--- What to do ---
Extract exactly the range of lines bounded by the line containing "Would you be able to point at the gray sky" and the final line of the listing, both ends included, and no other lines.

--- Point annotation dataset records ---

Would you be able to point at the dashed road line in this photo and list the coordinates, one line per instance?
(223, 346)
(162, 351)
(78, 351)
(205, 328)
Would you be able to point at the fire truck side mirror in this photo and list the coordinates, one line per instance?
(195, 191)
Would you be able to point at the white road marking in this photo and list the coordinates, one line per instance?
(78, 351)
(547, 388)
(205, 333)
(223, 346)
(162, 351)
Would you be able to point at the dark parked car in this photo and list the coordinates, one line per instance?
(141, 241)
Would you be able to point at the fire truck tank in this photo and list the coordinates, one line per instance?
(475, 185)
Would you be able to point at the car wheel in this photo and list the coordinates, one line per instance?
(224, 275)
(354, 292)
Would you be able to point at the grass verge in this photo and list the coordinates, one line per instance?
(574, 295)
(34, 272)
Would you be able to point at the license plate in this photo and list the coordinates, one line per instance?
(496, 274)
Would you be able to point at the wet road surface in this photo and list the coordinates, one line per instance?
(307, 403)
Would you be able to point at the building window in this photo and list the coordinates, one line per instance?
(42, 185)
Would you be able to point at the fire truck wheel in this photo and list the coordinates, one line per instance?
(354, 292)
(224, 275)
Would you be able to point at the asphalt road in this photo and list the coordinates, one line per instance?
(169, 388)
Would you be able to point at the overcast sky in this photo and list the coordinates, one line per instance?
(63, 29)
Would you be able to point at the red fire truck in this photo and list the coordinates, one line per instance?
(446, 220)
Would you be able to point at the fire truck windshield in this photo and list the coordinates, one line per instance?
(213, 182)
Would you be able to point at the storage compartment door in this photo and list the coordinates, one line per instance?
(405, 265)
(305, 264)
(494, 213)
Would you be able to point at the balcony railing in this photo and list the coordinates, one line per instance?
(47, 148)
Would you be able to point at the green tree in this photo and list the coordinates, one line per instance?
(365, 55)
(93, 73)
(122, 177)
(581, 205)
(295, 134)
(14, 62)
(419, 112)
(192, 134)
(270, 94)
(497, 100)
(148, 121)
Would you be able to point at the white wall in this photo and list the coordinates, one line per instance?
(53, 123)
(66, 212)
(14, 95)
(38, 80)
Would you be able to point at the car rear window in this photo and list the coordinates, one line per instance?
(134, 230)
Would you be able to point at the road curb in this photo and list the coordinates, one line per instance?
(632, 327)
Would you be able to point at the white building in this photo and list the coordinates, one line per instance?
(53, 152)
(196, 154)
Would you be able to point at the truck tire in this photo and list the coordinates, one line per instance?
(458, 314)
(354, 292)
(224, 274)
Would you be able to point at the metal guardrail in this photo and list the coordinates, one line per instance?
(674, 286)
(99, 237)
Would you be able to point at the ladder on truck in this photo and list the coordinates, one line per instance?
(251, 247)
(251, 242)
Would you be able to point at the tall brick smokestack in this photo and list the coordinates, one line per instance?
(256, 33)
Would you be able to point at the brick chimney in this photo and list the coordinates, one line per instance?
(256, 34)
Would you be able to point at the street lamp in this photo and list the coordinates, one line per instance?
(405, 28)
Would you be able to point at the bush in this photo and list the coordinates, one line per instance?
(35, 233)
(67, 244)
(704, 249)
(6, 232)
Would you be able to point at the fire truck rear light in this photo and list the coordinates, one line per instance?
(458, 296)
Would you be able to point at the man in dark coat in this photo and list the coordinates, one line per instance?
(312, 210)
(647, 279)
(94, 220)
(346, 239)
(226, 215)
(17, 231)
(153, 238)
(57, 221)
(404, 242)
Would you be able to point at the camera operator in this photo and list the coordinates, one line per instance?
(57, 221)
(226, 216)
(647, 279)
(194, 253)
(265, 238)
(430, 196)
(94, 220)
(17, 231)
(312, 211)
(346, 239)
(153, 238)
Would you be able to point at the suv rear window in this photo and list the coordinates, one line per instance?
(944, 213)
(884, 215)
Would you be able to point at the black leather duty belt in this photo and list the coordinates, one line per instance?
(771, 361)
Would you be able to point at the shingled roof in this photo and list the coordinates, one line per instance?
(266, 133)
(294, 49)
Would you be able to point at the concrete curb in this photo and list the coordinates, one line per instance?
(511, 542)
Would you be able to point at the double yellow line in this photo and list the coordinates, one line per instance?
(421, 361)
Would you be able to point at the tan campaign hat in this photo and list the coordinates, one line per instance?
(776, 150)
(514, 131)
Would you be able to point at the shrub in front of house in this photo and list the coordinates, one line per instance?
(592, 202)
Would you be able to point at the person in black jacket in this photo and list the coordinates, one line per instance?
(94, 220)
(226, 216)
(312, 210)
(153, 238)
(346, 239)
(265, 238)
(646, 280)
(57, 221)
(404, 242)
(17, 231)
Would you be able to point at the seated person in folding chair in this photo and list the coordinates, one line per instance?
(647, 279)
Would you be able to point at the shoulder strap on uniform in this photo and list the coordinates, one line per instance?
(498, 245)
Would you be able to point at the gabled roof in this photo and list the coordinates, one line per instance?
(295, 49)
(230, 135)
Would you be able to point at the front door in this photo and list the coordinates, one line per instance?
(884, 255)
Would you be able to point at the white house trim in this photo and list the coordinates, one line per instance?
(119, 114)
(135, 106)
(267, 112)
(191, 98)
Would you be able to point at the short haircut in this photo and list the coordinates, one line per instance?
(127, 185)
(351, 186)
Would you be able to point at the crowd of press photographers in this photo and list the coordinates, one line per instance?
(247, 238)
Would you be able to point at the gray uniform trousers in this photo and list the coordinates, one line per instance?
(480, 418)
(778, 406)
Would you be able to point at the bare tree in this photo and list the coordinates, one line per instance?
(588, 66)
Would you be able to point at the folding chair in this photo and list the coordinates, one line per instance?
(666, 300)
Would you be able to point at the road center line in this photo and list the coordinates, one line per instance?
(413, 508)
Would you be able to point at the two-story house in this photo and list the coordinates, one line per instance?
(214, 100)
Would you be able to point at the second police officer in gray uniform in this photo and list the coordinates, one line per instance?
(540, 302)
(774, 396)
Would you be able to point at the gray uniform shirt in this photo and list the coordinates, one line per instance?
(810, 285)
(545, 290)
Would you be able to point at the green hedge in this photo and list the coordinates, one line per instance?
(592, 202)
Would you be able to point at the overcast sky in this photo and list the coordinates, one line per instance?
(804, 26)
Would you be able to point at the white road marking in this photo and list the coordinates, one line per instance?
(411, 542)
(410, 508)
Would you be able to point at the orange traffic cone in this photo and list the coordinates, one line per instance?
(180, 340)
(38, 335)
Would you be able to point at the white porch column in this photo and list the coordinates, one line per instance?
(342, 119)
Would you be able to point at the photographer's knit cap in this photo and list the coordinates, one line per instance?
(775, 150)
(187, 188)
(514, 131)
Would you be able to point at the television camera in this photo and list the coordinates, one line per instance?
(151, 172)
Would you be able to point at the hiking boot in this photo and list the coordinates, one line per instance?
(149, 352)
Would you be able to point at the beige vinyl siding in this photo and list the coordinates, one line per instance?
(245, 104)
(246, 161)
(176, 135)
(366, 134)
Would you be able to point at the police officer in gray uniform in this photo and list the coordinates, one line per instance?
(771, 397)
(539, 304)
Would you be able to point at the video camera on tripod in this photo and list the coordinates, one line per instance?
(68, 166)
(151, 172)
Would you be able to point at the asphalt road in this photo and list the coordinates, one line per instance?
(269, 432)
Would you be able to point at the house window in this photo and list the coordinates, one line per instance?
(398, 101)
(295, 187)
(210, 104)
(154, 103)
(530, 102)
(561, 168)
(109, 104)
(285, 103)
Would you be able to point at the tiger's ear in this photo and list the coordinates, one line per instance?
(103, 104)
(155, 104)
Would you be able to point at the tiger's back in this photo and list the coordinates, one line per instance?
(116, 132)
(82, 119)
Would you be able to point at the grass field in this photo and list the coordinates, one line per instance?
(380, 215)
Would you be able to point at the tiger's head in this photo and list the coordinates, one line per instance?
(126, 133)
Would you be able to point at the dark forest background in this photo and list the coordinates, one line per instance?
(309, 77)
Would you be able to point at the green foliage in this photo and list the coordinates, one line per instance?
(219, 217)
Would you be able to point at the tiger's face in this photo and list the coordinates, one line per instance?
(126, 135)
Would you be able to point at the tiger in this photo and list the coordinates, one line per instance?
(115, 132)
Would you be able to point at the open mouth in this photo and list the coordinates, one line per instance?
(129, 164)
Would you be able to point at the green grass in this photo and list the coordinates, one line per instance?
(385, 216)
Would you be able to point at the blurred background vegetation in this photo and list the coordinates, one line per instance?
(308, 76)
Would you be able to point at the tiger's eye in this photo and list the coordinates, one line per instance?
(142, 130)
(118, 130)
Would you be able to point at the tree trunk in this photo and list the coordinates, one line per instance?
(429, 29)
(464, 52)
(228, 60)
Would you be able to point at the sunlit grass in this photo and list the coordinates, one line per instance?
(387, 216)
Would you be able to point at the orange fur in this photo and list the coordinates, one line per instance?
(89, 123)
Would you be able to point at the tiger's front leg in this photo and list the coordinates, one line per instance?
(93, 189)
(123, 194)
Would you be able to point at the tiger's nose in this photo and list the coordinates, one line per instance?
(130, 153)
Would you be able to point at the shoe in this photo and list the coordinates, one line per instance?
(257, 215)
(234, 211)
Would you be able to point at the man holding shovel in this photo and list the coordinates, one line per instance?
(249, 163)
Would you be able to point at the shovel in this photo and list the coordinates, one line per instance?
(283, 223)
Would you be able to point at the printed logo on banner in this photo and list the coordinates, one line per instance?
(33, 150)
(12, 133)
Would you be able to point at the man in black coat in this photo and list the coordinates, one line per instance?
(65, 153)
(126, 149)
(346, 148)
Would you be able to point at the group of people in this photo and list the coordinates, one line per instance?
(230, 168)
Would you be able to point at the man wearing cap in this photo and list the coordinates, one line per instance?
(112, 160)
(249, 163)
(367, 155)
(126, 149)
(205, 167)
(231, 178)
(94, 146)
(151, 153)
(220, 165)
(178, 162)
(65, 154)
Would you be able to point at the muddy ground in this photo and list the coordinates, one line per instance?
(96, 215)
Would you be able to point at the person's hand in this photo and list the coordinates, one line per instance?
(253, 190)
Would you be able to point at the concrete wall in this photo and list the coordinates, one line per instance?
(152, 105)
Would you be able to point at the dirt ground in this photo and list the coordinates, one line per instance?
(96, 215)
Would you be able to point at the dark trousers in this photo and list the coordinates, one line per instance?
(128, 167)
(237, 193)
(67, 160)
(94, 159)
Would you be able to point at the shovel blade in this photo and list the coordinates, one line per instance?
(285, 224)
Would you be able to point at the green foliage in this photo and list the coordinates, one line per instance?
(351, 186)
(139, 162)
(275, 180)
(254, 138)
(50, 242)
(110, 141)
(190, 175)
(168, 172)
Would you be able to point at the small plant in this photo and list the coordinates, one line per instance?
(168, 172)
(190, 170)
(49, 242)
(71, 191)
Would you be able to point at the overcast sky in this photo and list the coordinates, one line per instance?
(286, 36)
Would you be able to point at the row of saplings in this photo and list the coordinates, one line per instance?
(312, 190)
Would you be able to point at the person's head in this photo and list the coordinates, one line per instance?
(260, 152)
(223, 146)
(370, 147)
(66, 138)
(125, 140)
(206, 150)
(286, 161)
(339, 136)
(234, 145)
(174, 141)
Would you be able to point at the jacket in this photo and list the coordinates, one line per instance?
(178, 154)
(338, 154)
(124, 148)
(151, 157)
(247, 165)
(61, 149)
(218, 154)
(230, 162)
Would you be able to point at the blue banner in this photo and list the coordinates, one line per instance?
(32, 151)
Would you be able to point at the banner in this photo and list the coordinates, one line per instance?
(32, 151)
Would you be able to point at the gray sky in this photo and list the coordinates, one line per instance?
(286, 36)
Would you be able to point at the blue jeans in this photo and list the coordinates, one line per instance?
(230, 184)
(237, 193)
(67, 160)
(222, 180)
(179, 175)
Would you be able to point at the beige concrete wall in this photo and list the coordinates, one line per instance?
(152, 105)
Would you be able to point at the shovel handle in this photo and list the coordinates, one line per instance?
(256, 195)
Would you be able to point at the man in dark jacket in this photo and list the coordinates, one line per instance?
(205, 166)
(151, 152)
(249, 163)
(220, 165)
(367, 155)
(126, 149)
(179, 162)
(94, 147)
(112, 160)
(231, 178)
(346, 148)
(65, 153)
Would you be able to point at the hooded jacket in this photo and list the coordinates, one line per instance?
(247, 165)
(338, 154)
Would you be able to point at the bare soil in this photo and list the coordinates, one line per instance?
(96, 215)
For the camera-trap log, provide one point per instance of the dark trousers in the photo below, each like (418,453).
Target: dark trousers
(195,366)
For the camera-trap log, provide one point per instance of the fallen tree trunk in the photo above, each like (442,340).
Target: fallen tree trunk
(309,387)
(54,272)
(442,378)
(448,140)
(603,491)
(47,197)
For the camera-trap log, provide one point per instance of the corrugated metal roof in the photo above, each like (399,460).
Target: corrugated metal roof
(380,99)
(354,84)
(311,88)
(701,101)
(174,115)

--- Exercise result ---
Would you be able to point at the gray sky in this photo and list the coordinates, one line per instance?
(286, 36)
Would you be able to point at the blue jeans in this photo and list the coordinates, one line per instance?
(230, 184)
(237, 193)
(67, 160)
(222, 180)
(179, 175)
Would you be able to point at the beige concrete wall in this photo and list the coordinates, one line per instance?
(152, 105)
Would you be able to point at the shovel handle in this photo and list the coordinates, one line per instance?
(256, 195)
Would you be able to point at the man in dark jacket in this photo and list the coordinates, one line per instance?
(205, 166)
(151, 152)
(249, 163)
(220, 165)
(367, 155)
(126, 149)
(179, 162)
(94, 147)
(112, 160)
(231, 178)
(346, 148)
(65, 153)
Would you be able to point at the hooded jacket in this photo and list the coordinates, one line per instance?
(247, 165)
(338, 154)
Would you be able to point at the bare soil in this photo and list the coordinates, one line per instance?
(96, 215)
For the camera-trap log, provide one point per instance of the dark trousers in the photo below, each like (418,453).
Target: dark trousers
(195,366)
For the camera-trap log, provide one point per instance of the fallen tree trunk in the photo above, each like (442,340).
Target: fallen tree trunk
(309,387)
(54,272)
(442,378)
(448,140)
(603,491)
(47,197)
For the camera-trap log, provide one point per instance of the corrugated metal roof in the photo above, each like (399,460).
Target: corrugated metal roof
(380,99)
(354,84)
(311,88)
(701,101)
(174,115)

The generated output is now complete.